--- Start Listed entries ---
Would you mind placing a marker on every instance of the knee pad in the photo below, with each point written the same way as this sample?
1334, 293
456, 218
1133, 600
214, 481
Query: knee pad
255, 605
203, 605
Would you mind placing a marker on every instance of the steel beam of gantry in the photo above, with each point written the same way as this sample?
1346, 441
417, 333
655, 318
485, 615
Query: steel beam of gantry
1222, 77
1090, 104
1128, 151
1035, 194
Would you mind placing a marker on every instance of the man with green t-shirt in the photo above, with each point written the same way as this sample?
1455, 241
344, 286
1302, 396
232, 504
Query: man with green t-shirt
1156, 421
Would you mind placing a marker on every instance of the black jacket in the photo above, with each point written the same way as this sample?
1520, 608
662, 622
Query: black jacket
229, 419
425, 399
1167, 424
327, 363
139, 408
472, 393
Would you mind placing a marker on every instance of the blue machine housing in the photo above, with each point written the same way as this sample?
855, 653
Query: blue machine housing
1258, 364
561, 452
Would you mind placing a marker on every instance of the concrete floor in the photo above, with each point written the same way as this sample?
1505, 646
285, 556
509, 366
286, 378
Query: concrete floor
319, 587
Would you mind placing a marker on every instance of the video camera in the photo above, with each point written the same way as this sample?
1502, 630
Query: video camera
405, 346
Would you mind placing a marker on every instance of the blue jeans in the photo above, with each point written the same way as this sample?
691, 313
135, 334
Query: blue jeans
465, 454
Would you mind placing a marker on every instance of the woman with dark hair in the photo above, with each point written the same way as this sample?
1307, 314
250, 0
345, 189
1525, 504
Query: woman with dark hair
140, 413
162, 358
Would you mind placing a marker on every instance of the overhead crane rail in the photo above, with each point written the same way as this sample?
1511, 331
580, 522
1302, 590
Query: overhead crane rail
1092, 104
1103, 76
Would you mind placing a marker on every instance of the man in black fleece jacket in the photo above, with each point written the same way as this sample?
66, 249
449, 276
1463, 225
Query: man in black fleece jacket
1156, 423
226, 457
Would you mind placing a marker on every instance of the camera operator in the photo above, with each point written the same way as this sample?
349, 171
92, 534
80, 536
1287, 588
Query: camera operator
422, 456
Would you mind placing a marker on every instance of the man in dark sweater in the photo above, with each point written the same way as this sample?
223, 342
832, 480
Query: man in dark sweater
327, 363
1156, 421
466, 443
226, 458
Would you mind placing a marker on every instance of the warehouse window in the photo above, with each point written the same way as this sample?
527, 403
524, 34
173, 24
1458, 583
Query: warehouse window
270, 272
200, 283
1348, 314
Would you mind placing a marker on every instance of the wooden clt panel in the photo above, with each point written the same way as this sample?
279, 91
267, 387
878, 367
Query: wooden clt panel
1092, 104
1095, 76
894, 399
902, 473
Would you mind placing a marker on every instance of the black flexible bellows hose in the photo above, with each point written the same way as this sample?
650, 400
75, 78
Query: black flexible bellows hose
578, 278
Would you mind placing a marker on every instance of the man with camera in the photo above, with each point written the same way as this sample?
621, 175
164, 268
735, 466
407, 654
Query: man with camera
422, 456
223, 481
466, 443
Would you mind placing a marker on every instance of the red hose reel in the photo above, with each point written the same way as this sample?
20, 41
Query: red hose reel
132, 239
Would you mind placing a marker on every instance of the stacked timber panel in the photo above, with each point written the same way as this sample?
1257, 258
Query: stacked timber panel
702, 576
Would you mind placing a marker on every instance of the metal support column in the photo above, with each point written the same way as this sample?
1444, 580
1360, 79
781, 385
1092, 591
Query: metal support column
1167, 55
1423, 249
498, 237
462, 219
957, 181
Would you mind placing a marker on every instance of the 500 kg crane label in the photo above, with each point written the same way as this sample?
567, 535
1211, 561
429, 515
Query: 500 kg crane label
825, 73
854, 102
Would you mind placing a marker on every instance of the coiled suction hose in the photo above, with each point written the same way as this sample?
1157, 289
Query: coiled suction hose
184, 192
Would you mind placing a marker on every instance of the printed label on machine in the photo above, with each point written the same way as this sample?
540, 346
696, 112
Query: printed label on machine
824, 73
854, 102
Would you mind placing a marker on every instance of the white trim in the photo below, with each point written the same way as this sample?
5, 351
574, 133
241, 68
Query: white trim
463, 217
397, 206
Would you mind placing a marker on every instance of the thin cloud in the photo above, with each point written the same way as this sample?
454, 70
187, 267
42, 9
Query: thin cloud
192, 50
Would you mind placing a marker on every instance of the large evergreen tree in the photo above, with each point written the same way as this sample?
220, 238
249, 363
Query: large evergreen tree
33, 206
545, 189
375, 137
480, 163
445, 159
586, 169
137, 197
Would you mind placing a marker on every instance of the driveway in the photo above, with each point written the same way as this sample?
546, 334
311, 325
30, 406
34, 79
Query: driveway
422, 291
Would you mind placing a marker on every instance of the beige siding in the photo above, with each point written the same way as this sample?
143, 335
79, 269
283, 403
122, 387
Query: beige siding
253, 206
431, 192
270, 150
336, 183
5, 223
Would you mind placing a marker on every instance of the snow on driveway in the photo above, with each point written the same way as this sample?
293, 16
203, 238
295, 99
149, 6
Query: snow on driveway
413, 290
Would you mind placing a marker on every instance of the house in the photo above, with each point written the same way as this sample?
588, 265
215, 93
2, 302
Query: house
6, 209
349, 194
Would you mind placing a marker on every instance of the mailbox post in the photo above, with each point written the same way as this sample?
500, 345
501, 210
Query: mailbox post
--- End Listed entries ---
--- Start Listed entries ---
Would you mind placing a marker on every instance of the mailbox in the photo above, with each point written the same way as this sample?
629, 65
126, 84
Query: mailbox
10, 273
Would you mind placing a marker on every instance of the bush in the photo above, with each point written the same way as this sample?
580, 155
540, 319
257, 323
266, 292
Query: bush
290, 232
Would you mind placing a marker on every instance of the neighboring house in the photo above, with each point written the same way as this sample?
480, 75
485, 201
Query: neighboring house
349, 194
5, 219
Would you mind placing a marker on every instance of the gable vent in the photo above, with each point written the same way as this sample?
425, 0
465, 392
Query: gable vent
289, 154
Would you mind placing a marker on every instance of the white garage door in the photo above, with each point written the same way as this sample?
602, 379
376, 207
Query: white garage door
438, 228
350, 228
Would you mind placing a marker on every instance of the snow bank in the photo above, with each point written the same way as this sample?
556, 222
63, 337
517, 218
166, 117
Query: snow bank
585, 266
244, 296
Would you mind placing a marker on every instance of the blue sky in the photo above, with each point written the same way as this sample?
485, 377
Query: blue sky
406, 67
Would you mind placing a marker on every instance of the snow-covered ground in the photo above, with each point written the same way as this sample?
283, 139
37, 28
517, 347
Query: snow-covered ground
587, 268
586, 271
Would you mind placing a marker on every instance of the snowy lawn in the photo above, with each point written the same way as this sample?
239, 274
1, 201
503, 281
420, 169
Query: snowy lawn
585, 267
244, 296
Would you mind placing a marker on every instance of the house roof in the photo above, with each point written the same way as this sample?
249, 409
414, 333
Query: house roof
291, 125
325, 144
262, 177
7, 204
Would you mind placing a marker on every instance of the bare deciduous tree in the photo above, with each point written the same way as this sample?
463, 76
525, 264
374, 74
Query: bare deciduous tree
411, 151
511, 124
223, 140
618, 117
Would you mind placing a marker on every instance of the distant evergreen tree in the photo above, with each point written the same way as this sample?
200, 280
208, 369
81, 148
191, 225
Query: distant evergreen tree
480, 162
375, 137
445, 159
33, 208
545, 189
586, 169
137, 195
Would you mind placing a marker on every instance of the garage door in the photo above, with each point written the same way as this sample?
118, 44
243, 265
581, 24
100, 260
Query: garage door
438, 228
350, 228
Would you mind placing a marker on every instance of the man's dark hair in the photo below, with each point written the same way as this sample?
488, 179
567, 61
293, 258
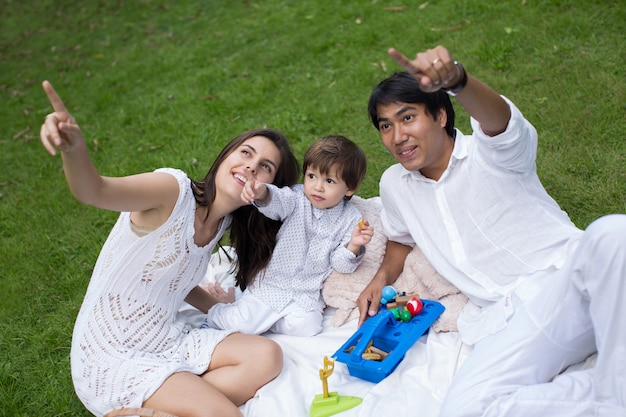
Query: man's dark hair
--- End Listed entries ---
What you have to do:
In the listing, revise the lines between the one holding "the snow on" and the one holding "Query: mailbox post", inclusive, by changing "driveway" to "walkway" and leaving everything else unchanged. Return only those revised lines.

The answer:
Would you mind placing a marker on every instance of the snow on walkway in the photo above, with each point written the same way as this sample?
293, 16
203, 238
295, 99
149, 6
Query: snow on walkway
413, 290
Would you mind placing a marker on every instance of the house in the photo above, with each point written the same way as this sample?
588, 265
215, 93
2, 302
Query: house
6, 209
349, 194
Would you mind placing a marker on every instance of the mailbox post in the photo above, with each point written the same way as this sample?
500, 345
501, 210
Query: mailbox post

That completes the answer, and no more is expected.